Top of EXTRACT TO READ
UNITED STATES COURT OF APPEALS FOR THE THIRD CIRCUIT


August 13, 1984

CONSOLIDATION COAL COMPANY, PETITIONER,
v.
FEDERAL MINE SAFETY AND HEALTH REVIEW COMMISSION, RESPONDENT, AND RAYMOND J. DONOVAN, SECRETARY OF LABOR, RESPONDENT, UNITED MINE WORKERS OF AMERICA, INTERVENOR

Author: Weis

Before WEIS and BECKER, Circuit Judges, and OLIVER, District Judge.*fn*

Opinion OF THE COURT

WEIS, Circuit Judge.

In this appeal, the owner of a coal mine contests its obligation to pay a miner's representative for his time spent in accompanying a federal official on a sport inspection. We conclude that the statutory entitlement to "walkaround pay" applies to both regular and spot inspections. Accordingly, we will deny the owner's petition for review of a penalty for failure to compensate a miner representative.

In March, 1982, a federal mine inspector conducted a spot inspection at Consolidation Coal's Westland No. 2 Mine, an underground bituminous coal facility in Washington, Pennsylvania. Miner representative L. Zuzik accompanied the inspector on his tour of the mine. After having learned that the company failed to pay Mr. Zuzik for the time spent on the inspection, another inspector from the Mine Safety and Health Administration issued a citation for a violation of subsection 103(f) of the Federal Mine Safety & Health Act of 1977, 30 U.S.C. § 801 et seq. (1982).

The parties submitted the matter to an ALJ on stipulated facts. He entered a decision against the company, directing payment to Mr. Zuzik and assessing a penalty of $100, an increase of the $48 penalty sought by the Administration. The Federal Mine Safety & Health Review Commission declined to exercise its review function, and the order became final.
Bottom of EXTRACT TO READ
Top of DATA EXTRACTS
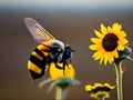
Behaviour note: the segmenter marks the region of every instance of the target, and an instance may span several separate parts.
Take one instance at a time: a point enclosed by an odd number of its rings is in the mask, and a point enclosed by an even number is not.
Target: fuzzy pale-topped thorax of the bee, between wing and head
[[[64,43],[59,40],[51,40],[49,46],[51,47],[51,59],[54,61],[61,61],[64,52]]]

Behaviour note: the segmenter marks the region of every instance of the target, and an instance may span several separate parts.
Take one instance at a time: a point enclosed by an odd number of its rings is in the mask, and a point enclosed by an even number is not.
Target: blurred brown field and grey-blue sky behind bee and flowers
[[[27,62],[38,46],[25,28],[23,19],[38,20],[57,39],[69,43],[75,50],[72,63],[80,86],[69,87],[66,99],[92,100],[84,86],[94,82],[115,84],[113,64],[99,64],[89,50],[90,38],[100,24],[119,22],[127,32],[133,47],[133,0],[0,0],[0,99],[54,99],[55,91],[47,93],[48,87],[39,89],[32,82]],[[133,57],[133,56],[132,56]],[[124,99],[133,99],[133,62],[124,61]],[[44,76],[47,79],[48,76]],[[116,99],[112,90],[110,99]]]

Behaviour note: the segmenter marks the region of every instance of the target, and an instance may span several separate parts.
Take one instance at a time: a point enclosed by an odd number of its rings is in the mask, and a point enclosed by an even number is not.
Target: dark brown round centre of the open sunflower
[[[117,47],[117,40],[114,33],[109,33],[103,38],[102,46],[105,51],[113,51]]]

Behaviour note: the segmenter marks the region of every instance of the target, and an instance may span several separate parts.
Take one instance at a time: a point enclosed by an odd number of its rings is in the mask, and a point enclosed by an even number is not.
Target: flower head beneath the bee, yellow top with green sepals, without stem
[[[60,68],[63,68],[63,63],[57,63]],[[49,68],[50,78],[43,80],[39,87],[43,87],[47,83],[51,83],[49,91],[52,90],[54,87],[66,88],[69,84],[75,86],[80,82],[74,79],[75,71],[74,67],[71,63],[65,64],[65,69],[59,69],[55,67],[55,63],[51,63]]]

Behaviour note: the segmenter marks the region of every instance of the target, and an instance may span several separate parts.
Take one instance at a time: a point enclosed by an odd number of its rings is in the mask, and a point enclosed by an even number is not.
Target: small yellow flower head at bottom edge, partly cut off
[[[109,98],[109,91],[115,87],[110,86],[109,83],[94,83],[94,86],[85,86],[85,91],[91,93],[91,97],[94,99],[98,98]]]

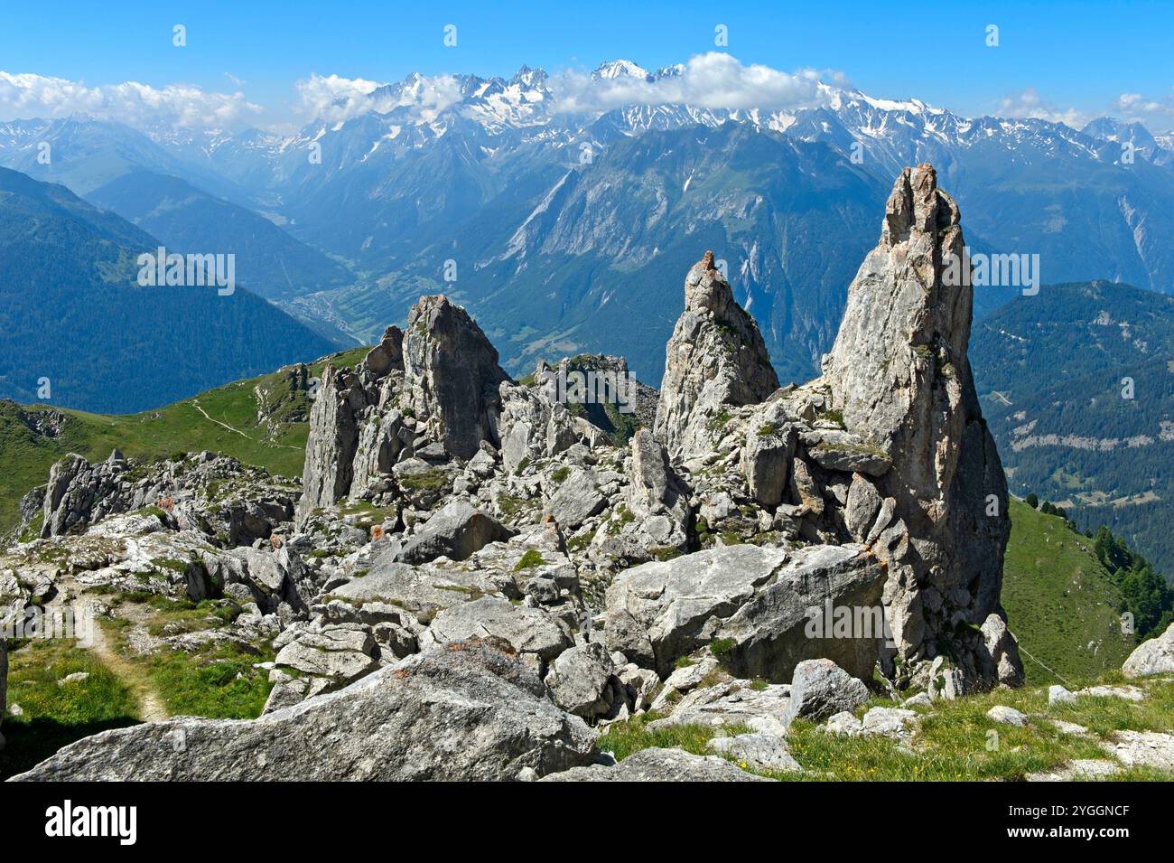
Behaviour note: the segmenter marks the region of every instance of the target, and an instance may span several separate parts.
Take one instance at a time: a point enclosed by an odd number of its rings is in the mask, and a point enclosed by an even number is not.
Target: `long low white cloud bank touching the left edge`
[[[243,93],[209,93],[194,85],[156,89],[135,81],[87,87],[81,81],[32,73],[0,72],[0,119],[62,117],[88,114],[144,129],[170,124],[191,129],[232,129],[261,112]]]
Bottom of DATA EXTRACTS
> _TASKS_:
[a] In the Third Circuit opinion on walkaround pay, what penalty did the ALJ assess against the company?
[b] Repeat the Third Circuit opinion on walkaround pay word for word, everything from "FEDERAL MINE SAFETY AND" down to "WEIS, Circuit Judge.".
[c] Pick up the Third Circuit opinion on walkaround pay after its last sentence and continue it.

> _ANSWERS TO THIS EXERCISE_:
[a] The ALJ assessed a penalty of $100, up from the $48 the Administration had sought.

[b]
FEDERAL MINE SAFETY AND HEALTH REVIEW COMMISSION, RESPONDENT, AND RAYMOND J. DONOVAN, SECRETARY OF LABOR, RESPONDENT, UNITED MINE WORKERS OF AMERICA, INTERVENOR

Author: Weis

Before WEIS and BECKER, Circuit Judges, and OLIVER, District Judge.*fn*

Opinion OF THE COURT

WEIS, Circuit Judge.

[c]
On petition to this court, the company contends that the Act's allowance of compensation to the miner representative applies to only "regular" and not "spot" inspections. The company also contests the increase in the penalty beyond the amount sought by the Secretary. The Secretary of Labor argues that in United Mine Workers of America v. Federal Mine Safety & Health Review Commission, 217 U.S. App. D.C. 109, 671 F.2d 615 (D.C. Cir.), cert. denied, 459 U.S. 927, 103 S. Ct. 239, 74 L. Ed. 2d 189 (1982), the Court of Appeals for the District of Columbia Circuit correctly interpreted the Act as requiring payment of compensation to miner representatives on all inspections.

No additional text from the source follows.